==== Verilen metin

THY Büyürken…

18 Ekim 2010
7 min read

Şu an iş başında olan THY Yönetimi’nin geldiğinden bu yana çok ciddi radikal kararlar aldığını söylersek yalan söylemiş olmayız. Ancak çok kısa sürelerde çok sık strateji değiştirdiğini söylersek de yalan olmaz.

THY’nin büyüme, küçülme ve entegrasyon stratejilerine bakıldığı zaman insanın başı dönüyor. THY eğer bu şekilde büyümeye devam eder ve başarısını ve konumunu stabilize ederse, THY’nin bu başarılı yönetimi işletme fakültelerinde ders olarak anlatılacak cinsten… Eğer Swiss Air ile aynı akıbeti paylaşırsa bu defa da büyük ihtimalle kurumsal yönetim ve risk yönetimi kitapları içerisinde yer alacak.

========

Yönergeler:
1. THY yazısına göre THY, Swiss Air ile aynı akıbeti paylaşırsa hangi kitaplarda yer alacak?
2. THY yazısında "Şu an iş başında" sözlerinden "içerisinde yer alacak." sözlerine kadar olan her şeyi hiç değiştirmeden yazın.

==== Mevcut veriler

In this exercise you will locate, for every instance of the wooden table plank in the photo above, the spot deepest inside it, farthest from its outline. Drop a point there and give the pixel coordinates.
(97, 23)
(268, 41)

========

Yanıt listesi:
1. Kurumsal yönetim ve risk yönetimi kitaplarında yer alacak.

2.
Şu an iş başında olan THY Yönetimi’nin geldiğinden bu yana çok ciddi radikal kararlar aldığını söylersek yalan söylemiş olmayız. Ancak çok kısa sürelerde çok sık strateji değiştirdiğini söylersek de yalan olmaz.

THY’nin büyüme, küçülme ve entegrasyon stratejilerine bakıldığı zaman insanın başı dönüyor. THY eğer bu şekilde büyümeye devam eder ve başarısını ve konumunu stabilize ederse, THY’nin bu başarılı yönetimi işletme fakültelerinde ders olarak anlatılacak cinsten… Eğer Swiss Air ile aynı akıbeti paylaşırsa bu defa da büyük ihtimalle kurumsal yönetim ve risk yönetimi kitapları içerisinde yer alacak.